REQUIRED WORK: For the string "phone", search the entries below and copy every line where it appears.
#### INFORMATION
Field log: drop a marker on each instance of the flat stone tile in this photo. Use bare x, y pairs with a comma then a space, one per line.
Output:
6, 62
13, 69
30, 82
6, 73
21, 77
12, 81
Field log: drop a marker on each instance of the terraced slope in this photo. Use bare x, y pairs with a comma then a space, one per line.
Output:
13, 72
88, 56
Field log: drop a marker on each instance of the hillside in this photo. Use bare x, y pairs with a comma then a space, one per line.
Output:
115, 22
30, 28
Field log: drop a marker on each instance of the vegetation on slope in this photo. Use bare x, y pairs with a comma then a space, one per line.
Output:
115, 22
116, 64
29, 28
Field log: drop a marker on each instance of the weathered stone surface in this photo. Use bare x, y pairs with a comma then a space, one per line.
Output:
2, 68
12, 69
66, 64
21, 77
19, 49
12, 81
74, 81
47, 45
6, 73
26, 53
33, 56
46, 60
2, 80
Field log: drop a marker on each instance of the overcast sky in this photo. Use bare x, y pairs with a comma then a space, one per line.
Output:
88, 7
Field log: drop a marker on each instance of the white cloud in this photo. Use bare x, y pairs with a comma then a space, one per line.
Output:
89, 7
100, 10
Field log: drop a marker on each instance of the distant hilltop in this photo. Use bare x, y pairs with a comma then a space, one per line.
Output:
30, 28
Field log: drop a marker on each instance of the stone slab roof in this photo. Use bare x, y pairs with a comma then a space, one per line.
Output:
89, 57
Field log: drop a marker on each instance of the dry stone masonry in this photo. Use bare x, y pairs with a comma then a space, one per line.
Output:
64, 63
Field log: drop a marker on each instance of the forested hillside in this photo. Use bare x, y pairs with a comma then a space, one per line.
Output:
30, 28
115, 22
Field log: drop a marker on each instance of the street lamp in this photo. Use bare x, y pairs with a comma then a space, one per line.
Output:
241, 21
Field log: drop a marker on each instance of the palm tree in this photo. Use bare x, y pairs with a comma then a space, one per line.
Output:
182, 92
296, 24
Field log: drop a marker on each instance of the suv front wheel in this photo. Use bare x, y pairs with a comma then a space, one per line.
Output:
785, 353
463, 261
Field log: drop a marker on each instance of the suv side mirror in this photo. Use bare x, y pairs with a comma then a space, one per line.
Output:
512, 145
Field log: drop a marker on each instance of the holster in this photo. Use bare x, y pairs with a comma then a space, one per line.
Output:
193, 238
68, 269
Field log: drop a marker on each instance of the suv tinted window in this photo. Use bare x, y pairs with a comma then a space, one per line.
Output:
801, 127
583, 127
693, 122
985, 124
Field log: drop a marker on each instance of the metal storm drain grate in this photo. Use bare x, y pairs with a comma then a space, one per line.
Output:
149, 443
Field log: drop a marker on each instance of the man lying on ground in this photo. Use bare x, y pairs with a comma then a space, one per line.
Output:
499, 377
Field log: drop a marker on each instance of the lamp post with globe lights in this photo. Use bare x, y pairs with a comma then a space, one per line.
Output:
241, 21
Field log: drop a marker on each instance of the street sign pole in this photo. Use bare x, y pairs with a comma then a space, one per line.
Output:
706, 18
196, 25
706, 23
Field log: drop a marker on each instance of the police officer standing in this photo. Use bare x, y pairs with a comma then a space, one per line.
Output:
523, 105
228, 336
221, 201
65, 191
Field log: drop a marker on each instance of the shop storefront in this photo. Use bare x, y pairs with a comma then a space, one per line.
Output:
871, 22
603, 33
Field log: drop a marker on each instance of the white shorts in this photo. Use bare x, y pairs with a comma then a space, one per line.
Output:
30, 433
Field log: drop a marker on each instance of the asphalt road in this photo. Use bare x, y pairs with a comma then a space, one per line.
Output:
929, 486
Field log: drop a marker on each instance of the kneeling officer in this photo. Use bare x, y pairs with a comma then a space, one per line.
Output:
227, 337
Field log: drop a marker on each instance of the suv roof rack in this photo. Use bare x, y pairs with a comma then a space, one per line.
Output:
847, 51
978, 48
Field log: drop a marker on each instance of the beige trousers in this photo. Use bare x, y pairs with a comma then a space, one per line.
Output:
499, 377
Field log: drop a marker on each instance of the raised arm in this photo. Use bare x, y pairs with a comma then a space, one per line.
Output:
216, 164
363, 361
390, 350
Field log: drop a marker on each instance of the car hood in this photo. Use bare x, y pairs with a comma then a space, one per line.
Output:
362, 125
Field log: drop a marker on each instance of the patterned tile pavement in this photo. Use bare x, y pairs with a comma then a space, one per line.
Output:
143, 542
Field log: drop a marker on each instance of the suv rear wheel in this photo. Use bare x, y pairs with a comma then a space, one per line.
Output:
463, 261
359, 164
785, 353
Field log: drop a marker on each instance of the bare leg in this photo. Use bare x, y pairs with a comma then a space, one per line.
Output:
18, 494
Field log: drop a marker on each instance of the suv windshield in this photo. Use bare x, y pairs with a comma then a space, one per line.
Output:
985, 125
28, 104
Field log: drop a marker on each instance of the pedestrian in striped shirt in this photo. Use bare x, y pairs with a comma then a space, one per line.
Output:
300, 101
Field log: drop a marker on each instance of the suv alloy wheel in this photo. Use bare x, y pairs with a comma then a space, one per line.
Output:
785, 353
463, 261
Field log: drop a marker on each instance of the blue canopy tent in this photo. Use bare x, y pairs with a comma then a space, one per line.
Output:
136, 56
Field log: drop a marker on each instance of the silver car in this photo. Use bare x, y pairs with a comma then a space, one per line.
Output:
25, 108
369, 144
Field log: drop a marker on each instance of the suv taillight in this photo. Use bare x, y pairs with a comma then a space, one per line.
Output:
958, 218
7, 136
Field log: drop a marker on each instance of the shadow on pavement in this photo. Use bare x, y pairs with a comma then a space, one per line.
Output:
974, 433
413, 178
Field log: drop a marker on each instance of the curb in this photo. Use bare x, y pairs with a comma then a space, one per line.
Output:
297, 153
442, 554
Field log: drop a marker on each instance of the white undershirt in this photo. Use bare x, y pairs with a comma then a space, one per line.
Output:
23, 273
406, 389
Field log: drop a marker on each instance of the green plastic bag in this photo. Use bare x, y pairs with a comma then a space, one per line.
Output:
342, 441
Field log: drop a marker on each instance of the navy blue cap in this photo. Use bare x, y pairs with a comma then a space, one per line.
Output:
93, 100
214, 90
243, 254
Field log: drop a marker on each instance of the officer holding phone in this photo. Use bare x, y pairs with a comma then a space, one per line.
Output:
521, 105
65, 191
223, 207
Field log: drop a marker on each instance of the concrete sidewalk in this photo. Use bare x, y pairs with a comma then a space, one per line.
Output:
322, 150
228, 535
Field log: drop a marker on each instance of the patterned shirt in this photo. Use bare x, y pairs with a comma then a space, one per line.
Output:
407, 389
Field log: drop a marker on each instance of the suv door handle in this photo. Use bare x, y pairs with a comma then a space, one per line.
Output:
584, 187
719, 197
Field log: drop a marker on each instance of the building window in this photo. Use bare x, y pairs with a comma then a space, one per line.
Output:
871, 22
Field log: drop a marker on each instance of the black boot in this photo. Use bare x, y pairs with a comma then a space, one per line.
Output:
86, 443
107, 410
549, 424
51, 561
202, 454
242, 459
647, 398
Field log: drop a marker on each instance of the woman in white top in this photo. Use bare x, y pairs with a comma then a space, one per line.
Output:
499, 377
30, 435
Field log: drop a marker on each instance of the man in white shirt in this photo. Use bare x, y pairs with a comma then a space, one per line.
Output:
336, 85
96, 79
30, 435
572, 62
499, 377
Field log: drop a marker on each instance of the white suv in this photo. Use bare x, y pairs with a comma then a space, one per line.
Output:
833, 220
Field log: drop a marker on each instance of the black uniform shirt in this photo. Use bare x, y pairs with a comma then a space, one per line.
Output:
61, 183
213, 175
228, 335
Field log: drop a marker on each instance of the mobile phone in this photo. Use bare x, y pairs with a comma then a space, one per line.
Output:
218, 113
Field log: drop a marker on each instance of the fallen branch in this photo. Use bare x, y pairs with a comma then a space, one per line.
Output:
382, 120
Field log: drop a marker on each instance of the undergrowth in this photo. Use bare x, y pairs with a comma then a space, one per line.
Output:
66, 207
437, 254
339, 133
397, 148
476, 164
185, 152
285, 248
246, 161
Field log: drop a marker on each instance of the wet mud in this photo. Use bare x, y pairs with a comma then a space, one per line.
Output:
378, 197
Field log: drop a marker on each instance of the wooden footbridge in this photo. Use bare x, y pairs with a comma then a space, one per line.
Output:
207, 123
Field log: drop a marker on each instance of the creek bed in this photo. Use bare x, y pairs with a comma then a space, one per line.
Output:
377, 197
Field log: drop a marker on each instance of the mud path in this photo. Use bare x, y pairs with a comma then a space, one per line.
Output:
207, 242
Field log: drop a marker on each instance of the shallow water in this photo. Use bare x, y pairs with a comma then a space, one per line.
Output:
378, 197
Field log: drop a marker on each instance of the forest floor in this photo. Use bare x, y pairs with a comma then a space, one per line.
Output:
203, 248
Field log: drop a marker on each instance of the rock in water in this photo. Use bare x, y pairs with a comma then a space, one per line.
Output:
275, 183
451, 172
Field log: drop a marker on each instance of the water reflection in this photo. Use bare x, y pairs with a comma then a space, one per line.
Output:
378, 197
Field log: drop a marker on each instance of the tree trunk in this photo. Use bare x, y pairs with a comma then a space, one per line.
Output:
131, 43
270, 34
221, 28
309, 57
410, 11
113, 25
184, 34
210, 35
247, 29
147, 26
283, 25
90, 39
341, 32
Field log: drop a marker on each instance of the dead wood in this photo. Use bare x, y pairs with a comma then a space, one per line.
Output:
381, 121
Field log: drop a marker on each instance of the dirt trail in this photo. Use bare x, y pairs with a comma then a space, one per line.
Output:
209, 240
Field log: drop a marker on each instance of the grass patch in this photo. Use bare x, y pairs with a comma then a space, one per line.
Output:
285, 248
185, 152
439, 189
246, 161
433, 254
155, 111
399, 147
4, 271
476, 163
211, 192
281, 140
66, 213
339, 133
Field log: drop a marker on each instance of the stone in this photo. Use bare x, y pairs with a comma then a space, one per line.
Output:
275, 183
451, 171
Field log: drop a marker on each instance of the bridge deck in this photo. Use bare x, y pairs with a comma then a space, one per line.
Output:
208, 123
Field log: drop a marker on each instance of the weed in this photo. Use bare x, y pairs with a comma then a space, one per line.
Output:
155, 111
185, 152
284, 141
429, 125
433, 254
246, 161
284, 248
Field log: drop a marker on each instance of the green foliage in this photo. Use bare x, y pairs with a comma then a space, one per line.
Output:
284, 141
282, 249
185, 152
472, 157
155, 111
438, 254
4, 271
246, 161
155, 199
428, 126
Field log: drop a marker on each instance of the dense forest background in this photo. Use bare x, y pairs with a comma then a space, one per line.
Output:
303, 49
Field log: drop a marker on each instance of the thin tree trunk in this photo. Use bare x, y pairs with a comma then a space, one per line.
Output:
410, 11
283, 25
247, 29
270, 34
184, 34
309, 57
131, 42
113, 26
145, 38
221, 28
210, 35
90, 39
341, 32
########
EXERCISE OUTPUT:
Field log: drop a marker on each instance of the officer holding phone in this photo. Use bare x, y pairs with a comma then a space, one per line.
Field log: drop a marker on each instance of the mobile phone in this photo. Use bare x, y pairs with a comma then a space, one per line.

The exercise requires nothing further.